* **Given instruction 1**: Which lines of the listing contain the word "green"? Show each of them, treating case as significant.
* Start Source text *
Puppies poop. It is a fact of life. Yes, she should have waited until after she cleaned the pen before taking photos, and the appearance of the homemade pen with some fencing and some wood DOES look a bit unclean when you add the soiled newspapers. I mean, keeping bare wood sanitary is not necessarily easy either. 

Her explanations suggest that she is doing some socialization and providing them with more room than a 4x4 box. I find the number of e-mails a bit obnoxious, but as you said, she could have taken your $200 and found another buyer.

Will it hurt you to go and see the litter? If the pups are friendly and the dam is, and all seem well cared for, that is what is most important. If the dam and sire have credentials, and the bloodlines you are interested in, then you will not have lost your deposit.


----------



## Emoore (Oct 9, 2002)

Lol @ Selzer "just go and see the litter." It's always "we're just going to look" right up until that sweet fuzzy pupper is in your lap. I swear puppy breath is like crack! ;-)


----------



## Hunther's Dad (Mar 13, 2010)

BlackthornGSD said:


> If only those were the only expenses related to having puppies...
* End Source text *
* Start The records *
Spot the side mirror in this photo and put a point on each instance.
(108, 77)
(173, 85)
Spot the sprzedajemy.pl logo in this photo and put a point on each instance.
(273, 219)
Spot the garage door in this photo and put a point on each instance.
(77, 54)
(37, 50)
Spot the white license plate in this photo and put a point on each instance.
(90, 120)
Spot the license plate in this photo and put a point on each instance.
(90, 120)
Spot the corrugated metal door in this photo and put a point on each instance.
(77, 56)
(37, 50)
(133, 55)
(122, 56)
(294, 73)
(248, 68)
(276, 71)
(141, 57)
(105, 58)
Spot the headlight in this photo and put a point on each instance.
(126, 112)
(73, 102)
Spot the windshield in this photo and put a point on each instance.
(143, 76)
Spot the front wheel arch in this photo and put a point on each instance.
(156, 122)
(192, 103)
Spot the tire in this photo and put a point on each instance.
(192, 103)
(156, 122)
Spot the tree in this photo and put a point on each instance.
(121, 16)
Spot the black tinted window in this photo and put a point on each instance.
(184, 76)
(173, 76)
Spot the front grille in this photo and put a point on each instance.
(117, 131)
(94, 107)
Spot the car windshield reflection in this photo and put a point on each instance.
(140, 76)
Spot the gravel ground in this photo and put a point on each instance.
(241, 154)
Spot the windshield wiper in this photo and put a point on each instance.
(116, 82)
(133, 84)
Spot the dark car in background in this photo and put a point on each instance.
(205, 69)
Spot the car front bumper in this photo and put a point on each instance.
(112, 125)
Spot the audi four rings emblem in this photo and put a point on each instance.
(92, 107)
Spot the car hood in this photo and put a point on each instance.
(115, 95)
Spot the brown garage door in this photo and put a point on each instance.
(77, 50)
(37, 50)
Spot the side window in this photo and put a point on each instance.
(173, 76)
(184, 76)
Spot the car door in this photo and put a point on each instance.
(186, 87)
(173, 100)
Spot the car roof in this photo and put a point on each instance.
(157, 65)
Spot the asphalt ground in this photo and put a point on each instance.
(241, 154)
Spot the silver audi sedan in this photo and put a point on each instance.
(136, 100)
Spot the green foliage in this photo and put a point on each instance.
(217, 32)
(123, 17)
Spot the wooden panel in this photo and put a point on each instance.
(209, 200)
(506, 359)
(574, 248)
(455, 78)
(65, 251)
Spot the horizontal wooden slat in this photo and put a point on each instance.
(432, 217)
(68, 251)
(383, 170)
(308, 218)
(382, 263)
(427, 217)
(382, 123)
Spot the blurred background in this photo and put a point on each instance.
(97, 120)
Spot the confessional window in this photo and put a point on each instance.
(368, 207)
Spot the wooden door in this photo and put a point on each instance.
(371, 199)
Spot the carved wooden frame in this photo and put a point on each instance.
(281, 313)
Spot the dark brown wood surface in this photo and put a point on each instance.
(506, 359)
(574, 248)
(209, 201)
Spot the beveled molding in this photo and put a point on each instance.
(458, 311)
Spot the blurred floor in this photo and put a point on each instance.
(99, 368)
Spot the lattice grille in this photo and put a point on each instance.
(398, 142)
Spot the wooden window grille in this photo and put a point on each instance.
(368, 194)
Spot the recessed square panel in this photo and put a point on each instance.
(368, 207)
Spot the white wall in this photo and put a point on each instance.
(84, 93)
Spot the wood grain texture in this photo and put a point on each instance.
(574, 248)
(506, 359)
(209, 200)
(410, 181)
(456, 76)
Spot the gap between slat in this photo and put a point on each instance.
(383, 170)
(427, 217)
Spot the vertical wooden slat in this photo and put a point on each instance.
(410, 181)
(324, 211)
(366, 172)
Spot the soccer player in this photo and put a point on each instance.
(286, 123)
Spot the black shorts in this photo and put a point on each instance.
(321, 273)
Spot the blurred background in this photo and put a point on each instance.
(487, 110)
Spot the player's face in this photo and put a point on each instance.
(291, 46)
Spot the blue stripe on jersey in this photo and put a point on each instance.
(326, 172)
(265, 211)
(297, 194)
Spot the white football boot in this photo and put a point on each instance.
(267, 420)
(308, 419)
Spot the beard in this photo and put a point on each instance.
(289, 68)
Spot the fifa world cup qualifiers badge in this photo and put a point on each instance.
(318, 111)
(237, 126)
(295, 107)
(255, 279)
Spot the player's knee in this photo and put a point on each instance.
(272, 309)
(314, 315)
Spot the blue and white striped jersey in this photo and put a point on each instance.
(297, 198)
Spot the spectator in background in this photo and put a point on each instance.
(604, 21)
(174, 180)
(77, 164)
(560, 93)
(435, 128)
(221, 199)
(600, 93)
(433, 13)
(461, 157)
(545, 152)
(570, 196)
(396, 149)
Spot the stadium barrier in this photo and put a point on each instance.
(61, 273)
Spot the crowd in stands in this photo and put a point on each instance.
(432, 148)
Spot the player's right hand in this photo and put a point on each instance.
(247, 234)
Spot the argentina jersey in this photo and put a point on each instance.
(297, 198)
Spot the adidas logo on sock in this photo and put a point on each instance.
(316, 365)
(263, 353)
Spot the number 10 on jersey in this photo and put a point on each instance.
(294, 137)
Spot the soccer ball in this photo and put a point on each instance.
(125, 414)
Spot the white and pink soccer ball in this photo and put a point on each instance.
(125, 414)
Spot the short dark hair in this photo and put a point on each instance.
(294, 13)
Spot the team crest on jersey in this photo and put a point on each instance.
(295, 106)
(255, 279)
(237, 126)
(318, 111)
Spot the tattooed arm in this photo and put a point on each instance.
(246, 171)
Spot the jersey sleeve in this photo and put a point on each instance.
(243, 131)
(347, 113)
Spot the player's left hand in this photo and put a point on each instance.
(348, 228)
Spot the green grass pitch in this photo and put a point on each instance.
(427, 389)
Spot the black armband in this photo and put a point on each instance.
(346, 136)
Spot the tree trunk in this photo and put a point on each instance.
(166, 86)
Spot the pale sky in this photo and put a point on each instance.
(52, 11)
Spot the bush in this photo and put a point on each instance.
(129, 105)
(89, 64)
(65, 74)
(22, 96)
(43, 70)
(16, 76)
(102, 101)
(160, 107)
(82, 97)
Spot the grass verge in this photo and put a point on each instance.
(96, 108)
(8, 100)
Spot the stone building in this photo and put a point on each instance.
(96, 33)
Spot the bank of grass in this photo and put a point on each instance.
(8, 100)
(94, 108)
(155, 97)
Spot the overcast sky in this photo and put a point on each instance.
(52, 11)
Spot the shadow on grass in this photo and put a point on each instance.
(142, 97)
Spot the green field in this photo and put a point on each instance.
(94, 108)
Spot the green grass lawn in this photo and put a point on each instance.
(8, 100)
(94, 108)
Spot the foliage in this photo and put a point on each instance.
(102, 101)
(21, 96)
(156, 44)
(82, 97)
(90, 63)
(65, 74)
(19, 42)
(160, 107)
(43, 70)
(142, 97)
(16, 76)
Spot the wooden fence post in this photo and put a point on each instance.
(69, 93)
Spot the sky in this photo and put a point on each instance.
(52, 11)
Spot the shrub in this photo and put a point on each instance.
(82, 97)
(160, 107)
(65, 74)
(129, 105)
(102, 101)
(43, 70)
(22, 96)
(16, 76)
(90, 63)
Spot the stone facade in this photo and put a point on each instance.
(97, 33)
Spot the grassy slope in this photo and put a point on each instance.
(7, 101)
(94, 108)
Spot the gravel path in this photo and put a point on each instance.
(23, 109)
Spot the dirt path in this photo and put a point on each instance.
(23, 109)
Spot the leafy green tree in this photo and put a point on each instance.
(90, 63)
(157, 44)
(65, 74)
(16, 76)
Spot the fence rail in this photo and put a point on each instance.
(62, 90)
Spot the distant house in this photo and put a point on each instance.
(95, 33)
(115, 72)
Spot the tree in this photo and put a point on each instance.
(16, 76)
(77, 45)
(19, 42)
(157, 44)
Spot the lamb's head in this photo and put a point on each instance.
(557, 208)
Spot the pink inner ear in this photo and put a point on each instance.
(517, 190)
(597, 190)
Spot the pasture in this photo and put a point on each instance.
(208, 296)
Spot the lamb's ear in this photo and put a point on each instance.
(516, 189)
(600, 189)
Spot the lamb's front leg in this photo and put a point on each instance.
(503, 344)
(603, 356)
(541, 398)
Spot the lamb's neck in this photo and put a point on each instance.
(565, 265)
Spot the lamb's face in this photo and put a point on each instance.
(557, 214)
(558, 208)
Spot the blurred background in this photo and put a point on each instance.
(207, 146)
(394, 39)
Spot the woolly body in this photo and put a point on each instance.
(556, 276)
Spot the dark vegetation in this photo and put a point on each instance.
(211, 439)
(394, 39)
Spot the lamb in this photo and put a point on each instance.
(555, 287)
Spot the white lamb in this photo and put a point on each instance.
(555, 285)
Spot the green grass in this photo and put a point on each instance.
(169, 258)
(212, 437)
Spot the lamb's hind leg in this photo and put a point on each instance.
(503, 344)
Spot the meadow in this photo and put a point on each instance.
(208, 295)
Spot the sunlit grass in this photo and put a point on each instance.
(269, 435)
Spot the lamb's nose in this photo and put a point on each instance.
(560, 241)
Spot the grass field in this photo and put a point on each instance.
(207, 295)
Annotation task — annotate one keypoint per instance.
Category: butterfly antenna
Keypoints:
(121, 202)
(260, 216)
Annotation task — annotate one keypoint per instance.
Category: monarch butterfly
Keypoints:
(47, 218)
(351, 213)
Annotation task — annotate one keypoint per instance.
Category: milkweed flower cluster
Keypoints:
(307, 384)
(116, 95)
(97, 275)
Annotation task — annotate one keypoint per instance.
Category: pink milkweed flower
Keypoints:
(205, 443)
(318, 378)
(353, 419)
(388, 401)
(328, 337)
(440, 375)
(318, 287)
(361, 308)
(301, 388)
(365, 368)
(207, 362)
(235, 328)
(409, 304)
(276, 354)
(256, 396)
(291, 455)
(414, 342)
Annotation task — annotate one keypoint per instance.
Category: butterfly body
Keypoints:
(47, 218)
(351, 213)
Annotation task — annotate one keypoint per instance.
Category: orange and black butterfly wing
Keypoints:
* End The records *
* **Given instruction 2**: Could you write the next part of the forum thread about the puppy deposit, starting after its last line?

* **Answer 1**:
Spot the green foliage in this photo and put a point on each instance.
Spot the green grass pitch in this photo and put a point on each instance.
Spot the green field in this photo and put a point on each instance.
Spot the green grass lawn in this photo and put a point on each instance.
Spot the leafy green tree in this photo and put a point on each instance.
Spot the green grass in this photo and put a point on each instance.

* **Answer 2**:
> 
> What about the expenses to obtain a female who has good bloodlines, health, temperament, and working ability, raise her to breeding age, train and title her (hopefully) if you get her as a puppy (if you buy an older, titled, tested, health-checked dog, then of course you're paying more than puppy price), the cost of progesterone testing to arrange the breeding, the cost for the stud fee and travel, the costs of living in a location that allows you to have GSDs and to whelp a litter of puppies, much less the value of the time and energy and education that a good breeder focuses on breeding and whelping and raising quality puppies.


Each of my dogs cost upward of $30,000 in time, money, dog food, vet bills, trainers, cost of the dog, etc. to get to that point. That's to be able to add the letters SchH III, V, OFA Good, Kkl 1, "a" normal to their registered names.


----------



## Mrs.K (Jul 14, 2009)

You know, it's not the money, it's the breeder. 

Over here you pay between 600 Euros - 1500 Euros for a pup and you bet your butt that I wouldn't pay more than a 1000 Euros for a puppy. 

Indra cost 850 Euros and her breeder went more than five times to the Schutzhund World Championships and he is one of the most responsible breeders I met. 

However, to find out whats really going on I'd just go there, knock on the door and take a good look around me. Don't just walk away because you have a responsibility as well. You already deposited money. Go there, check the puppies and if you have the feeling that these puppies need to be rescued than get the word out!


----------



## JakodaCD OA (May 14, 2000)

I'm in agreement with checking them out, however, don't check them out with your "heart" (even tho thats very hard!) check them out with your "mind", be smart about it.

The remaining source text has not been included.